Stated exercise 1
Set down the passage of the court opinion word for word, starting at "DON KING PRODUCTIONS, INC. PLAINTIFF, TRUMP" and ending at "MIRAGE CASINO-HOTEL, DEFENDANTS.".
Stated exercise 2
Please take the court opinion on the Don King Productions suit further, picking up after its last sentence.

DON KING PRODUCTIONS, INC. PLAINTIFF, TRUMP PLAZA ASSOCIATES, PLAINTIFF/INTERVENOR,
v.
JAMES "BUSTER" DOUGLAS, JOHN P. JOHNSON, GOLDEN NUGGET, INC., AND THE MIRAGE CASINO-HOTEL, DEFENDANTS.



The opinion of the court was delivered by: Sweet, District Judge.

    OPINION

Defendants James "Buster" Douglas, John P. Johnson, Golden Nugget, Inc. and The Mirage Casino-Hotel ("Mirage") move to dismiss on jurisdictional grounds, or alternatively, to transfer to the United States District Court for the District of Nevada the complaints brought against them in these consolidated actions by Don King Productions, Inc. ("DKP") and Trump Plaza Associates ("TPA"). For the reasons set forth below, the motion to dismiss is denied except as to the claims brought by TPA, as to which it is granted, and the motion to transfer is denied.

The Parties

Defendant Douglas, a professional boxer who resides in the State of Ohio, is the heavyweight champion of the world. Douglas's boxing career is managed by Johnson, who is also an Ohio resident. The Mirage and its parent corporation, the Golden Nugget, are Nevada corporations, the former a licensed gaming casino-hotel located in Las Vegas.

DKP, a New York corporation, engages in the promotion of professional boxing bouts. DKP, which is headed by Don King, assertedly has the rights to promote Douglas's fights pursuant to certain agreements. TPA is a New Jersey partnership, the principal general partner of which is Donald Trump, a resident of New York. TPA owns and operates the Trump Plaza Hotel and Casino in Atlantic City.

The Facts

On February 10, 1990, Douglas fought a title bout in Tokyo, Japan against then-heavyweight champion Michael Tyson which culminated in a tenth round knockout of Tyson. That fight was promoted by DKP, pursuant to a promotion agreement and a bout agreement between DKP and Douglas which allegedly gives DKP the exclusive right and option to promote boxing fights of Douglas.*fn1 DKP also is the promoter of Michael Tyson.

Immediately after the bout, Don King, the president, chief executive officer and principal shareholder of DKP, questioned Douglas' victory (on grounds that an eighth-round knock-down of Douglas might have ended the fight had it not been for a long count), and allegedly sought to have the decision in favor of Douglas invalidated by the World Boxing Association and World Boxing Council. King's efforts failed. Although not without initial hesitation, Douglas eventually was recognized by all three international boxing federations as the winner of the bout and, therefore, as the reigning heavyweight champion of the world.

[Stored dataset items]
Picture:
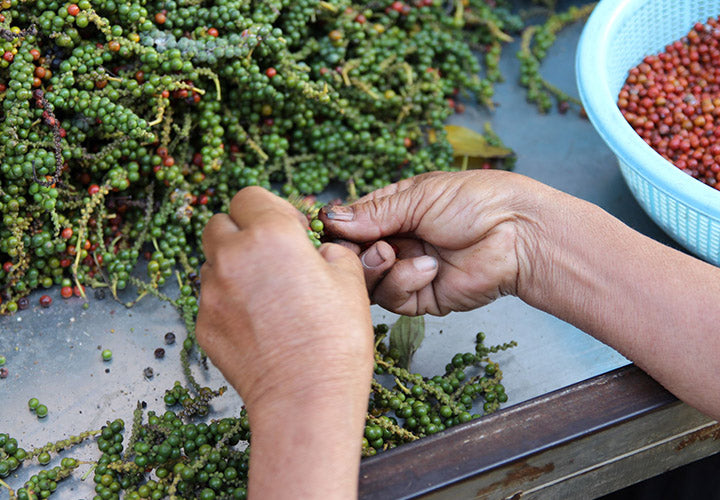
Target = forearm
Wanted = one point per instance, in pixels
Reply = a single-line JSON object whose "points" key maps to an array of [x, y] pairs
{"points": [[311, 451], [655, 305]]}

==

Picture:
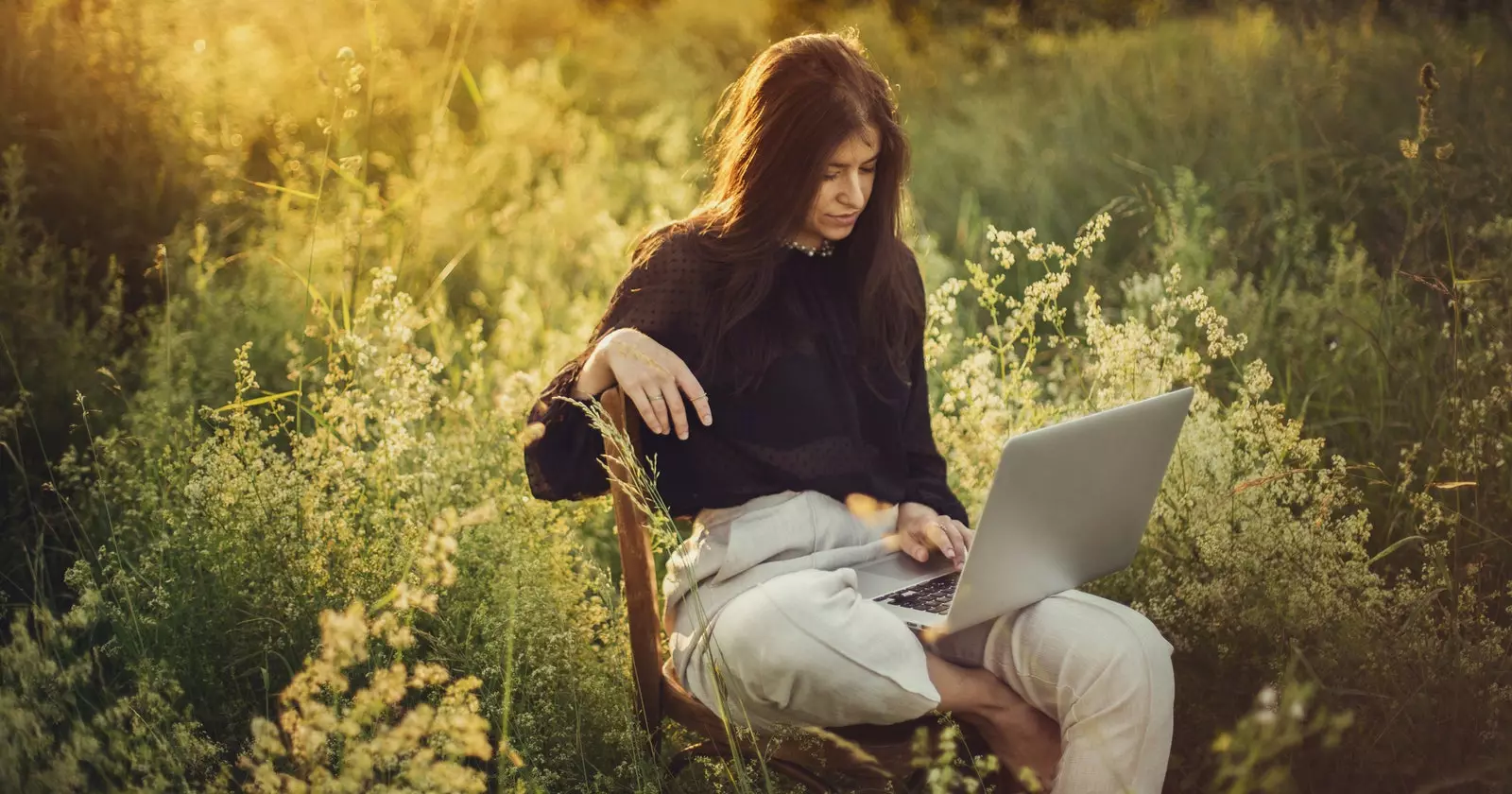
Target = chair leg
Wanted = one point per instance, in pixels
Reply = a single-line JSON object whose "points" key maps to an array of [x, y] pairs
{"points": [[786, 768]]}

Final result 1
DON KING PRODUCTIONS, INC. PLAINTIFF, TRUMP PLAZA ASSOCIATES, PLAINTIFF/INTERVENOR,
v.
JAMES "BUSTER" DOUGLAS, JOHN P. JOHNSON, GOLDEN NUGGET, INC., AND THE MIRAGE CASINO-HOTEL, DEFENDANTS.

Final result 2
Prior to the February 10 title fight (and apparently anticipating a different fight outcome), DKP had agreed with TPA to hold a match between Tyson and Evander Holyfield on June 18, 1990 in Atlantic City, New Jersey, at the Trump Plaza. After Douglas defeated Tyson, DKP and TPA at some point agreed instead to use that date for a rematch between Douglas and Tyson at Trump Plaza. According to King and Trump, the agreement (the "Trump-King deal") was reached on or around February 12, 1990, although Trump's original announcement of the deal on that date was at that time questioned by his own spokespersons and, more significantly, publicly challenged by King. DKP purportedly had the authority to enter into such an agreement contemplating Douglas' services, by virtue of DKP's exclusive promotional agreements with Douglas.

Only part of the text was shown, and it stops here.